John Ligums told me he was going to hire the former Boston Celtics All-Star Dave Cowens as the new coach.  And then we moved to Worcester in a heart beat.  I might have been in Brockton for a couple of weeks before we pulled up stakes for Worcester.

FWiL:

I was the General Manager of the Brockton Rox baseball team for a couple of years and our stadium was right next to Brockton High School where the Bombardiers played.  I’ve been in that gym.  I know the CBA wasn’t glamorous by any stretch, but it’s still hard to imagine a pro basketball team playing there.

Warshaw:

I never saw one game there.  Actually, no, I take that back.  I went to see one game there towards the end of the season.  And yeah, it was a joke.  It was a high school.  But I remember learning a few tricks of the minor league trade at that game. I remember watching the Bombardiers’ game operations guy pouring so much salt into the popcorn that everyone had to buy extra cups of his crappy Coke that he poured out of two-liter bottles.

So then we moved to Worcester and spent a couple of years there.  Dave Cowens lasted the first year only and it’s fair to say that John and Dave are certainly not on each other’s Christmas lists.

Bay State Bombardiers Dave Cowens

Photo courtesy of Steven Warshaw

FWiL:

What was John Ligums like?  I’ve seen a few articles about the CBA and it seemed like he was always good for a sharp one-liner.

Warshaw:

John is a really bright guy, an interesting guy.  He went to Johns Hopkins.  He was a wrestler. I think he always felt that he wanted to be a pro athlete.  A lot of athletes who don’t make it never really get over it and I think he was one of those guys.  He was extremely competitive in business and rubbed a lot of people the wrong way.  But with me he was very fair and I always enjoyed John and I still do.  He’s a very interesting character and I wish he had a little more money so we could buy another team!

I learned a lot from John.  He was my first boss in the minors.  One thing he was great to me about was that he really let me run the operation.  My first year I brought in a lot of money from national advertising accounts such as Spalding, Nissan, Converse and the Army.  Big, big accounts.  He gave me the reigns to his team and he really let me do anything I wanted promotionally and in terms of media relations and PR.  I’ve always respected owners that would let me do my job and not interfere and those guys are few and far between.  From that standpoint, John was great.

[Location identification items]
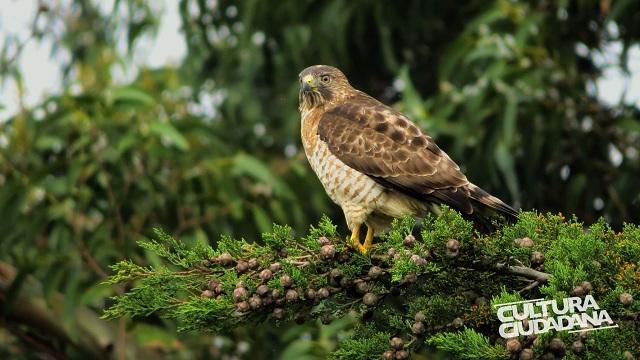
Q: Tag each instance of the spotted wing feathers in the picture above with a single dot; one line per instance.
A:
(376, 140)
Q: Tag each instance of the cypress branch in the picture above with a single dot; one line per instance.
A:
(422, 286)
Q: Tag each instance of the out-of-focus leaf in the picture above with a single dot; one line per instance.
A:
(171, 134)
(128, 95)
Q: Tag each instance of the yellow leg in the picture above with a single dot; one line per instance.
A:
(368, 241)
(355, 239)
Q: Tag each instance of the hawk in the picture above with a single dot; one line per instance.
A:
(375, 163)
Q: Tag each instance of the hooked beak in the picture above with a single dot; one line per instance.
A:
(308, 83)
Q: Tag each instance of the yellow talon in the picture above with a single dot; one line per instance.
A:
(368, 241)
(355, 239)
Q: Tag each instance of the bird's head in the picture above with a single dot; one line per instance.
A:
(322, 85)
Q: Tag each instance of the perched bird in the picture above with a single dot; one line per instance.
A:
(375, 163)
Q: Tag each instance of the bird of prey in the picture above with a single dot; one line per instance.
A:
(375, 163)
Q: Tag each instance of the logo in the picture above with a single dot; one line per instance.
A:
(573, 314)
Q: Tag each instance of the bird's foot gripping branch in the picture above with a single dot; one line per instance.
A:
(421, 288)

_THE EXERCISE_:
Name every national advertising account that the interview about the Bay State Bombardiers mentions.

_SOLUTION FOR THIS EXERCISE_:
Spalding, Nissan, Converse, and the Army